### [COMPITI DA SVOLGERE]
A. Riscrivi il brano partendo da "3. Le reti sociali." e arrivando a "conoscere. Siete pronti?", mettendo "relazioni sociali" al posto di "reti sociali".
B. Per favore, indica di chi è il post che l'autore del brano ha copiato e incollato.

### [BRANO]
· · ·
10 motivi per andare all’estero

Copia-incollo un bellissimo post di Andima. Al contrario di quello che però scrive lui nel titolo io penso che siano 10 motivi PER andare all’estero. 😉

Periodicamente si torna a parlare di brain drain, per dichiarazioni discutibili di politici di turno o perché le statistiche vanno aggiornate e così le conclusioni spremute dai loro risultati. Andiamo allora controcorrente e proviamo a riportare un decalogo del perché andare all’estero potrebbe non essere la scelta ottimale:

1. La lingua. Altrove si parla un’altra lingua, che per quanto possiate parlare (o credere di parlare) bene, rimane comunque una lingua straniera. Se vi sentite pronti ad affrontare i primi colloqui o le prime avventure tra accenti maldestri e verbi mal coniugati, provate a pensarvi la prima settimana in un ospedale, perché qualcosa del genere può sempre succedere nelle coincidenze incaute della vita, e pensate a dover descrivere le parti del corpo che vi fanno male (quelle per cui non è facile risolvere tutto in un qui, , questa cosa) o i sintomi (vi brucia? vi preme? vi tira?). Certo oggi è tutto più facile, ma bisogna anche avere fortuna, siete pronti?
2. Lo shock culturale. Un altro paese è un altro paese, altri modi di fare, di essere, di vivere, e questi modi vi potrebbero sembrare tutti sbagliati, vittime dello shock culturale, quando si perdono i punti di riferimento e dopo un periodo estasiante da foglio bianco dovuto al cambio, vi potreste ritrovare in un umori grigi tra rifiuti e lamenti, rigettando il diverso che vi circonda all’estero. Ci vuole comprensione, autocritica e voglia di capire. Pronti?
3. Le reti sociali. E non quelle virtuali, ma di amicizie e conoscenze reali. In un paese straniero le reti sociali sono da ricostruire totalmente e se non si hanno già degli amici sul posto, non sempre è facilissimo crearsi un proprio gruppo, soprattutto con i locali, già impegnati nelle proprie reti sociali come voi lo sareste in patria, o con i colleghi, spesso non coetanei e magari restii a rapporti extra-lavorativi. Corsi di lingua, vita mondana, coincidenze, possono aiutare, con un po’ di fortuna, pazienza, voglia di conoscere. Siete pronti?
· · ·
### [DATI]
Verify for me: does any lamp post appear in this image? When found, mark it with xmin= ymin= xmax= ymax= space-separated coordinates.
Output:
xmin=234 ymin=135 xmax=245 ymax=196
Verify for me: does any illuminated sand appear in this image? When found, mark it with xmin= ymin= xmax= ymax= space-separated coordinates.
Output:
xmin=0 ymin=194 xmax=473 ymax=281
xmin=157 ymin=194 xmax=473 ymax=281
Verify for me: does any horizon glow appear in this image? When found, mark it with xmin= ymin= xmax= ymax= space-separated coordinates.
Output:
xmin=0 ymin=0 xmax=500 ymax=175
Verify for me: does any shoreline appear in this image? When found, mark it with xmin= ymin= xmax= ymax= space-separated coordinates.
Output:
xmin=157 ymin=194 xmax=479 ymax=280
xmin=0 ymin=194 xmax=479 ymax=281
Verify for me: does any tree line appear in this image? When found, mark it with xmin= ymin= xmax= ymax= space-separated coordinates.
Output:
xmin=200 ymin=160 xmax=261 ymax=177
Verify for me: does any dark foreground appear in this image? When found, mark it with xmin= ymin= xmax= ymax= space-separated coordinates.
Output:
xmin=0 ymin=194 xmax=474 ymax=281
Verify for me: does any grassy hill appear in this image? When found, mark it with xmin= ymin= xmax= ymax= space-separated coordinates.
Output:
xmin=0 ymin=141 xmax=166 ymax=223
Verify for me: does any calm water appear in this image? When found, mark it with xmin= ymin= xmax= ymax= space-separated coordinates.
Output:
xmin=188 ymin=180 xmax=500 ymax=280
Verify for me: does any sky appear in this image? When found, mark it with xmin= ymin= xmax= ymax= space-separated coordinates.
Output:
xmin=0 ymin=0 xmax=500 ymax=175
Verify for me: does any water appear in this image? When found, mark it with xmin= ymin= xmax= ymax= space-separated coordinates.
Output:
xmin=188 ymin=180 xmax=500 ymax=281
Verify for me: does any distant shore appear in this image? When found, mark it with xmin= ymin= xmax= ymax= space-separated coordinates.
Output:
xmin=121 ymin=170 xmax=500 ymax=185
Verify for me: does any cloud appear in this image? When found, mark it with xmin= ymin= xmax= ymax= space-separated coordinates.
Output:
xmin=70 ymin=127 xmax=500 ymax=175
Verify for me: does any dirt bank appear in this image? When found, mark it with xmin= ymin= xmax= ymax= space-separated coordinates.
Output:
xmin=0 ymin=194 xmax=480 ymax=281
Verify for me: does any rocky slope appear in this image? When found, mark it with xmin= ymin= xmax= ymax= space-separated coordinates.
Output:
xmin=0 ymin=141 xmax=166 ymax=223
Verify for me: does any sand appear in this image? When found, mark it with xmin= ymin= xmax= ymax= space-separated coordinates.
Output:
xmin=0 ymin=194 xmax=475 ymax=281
· · ·
### [SOLUZIONI]
A.
3. Le relazioni sociali. E non quelle virtuali, ma di amicizie e conoscenze reali. In un paese straniero le relazioni sociali sono da ricostruire totalmente e se non si hanno già degli amici sul posto, non sempre è facilissimo crearsi un proprio gruppo, soprattutto con i locali, già impegnati nelle proprie relazioni sociali come voi lo sareste in patria, o con i colleghi, spesso non coetanei e magari restii a rapporti extra-lavorativi. Corsi di lingua, vita mondana, coincidenze, possono aiutare, con un po’ di fortuna, pazienza, voglia di conoscere. Siete pronti?

B. Di Andima.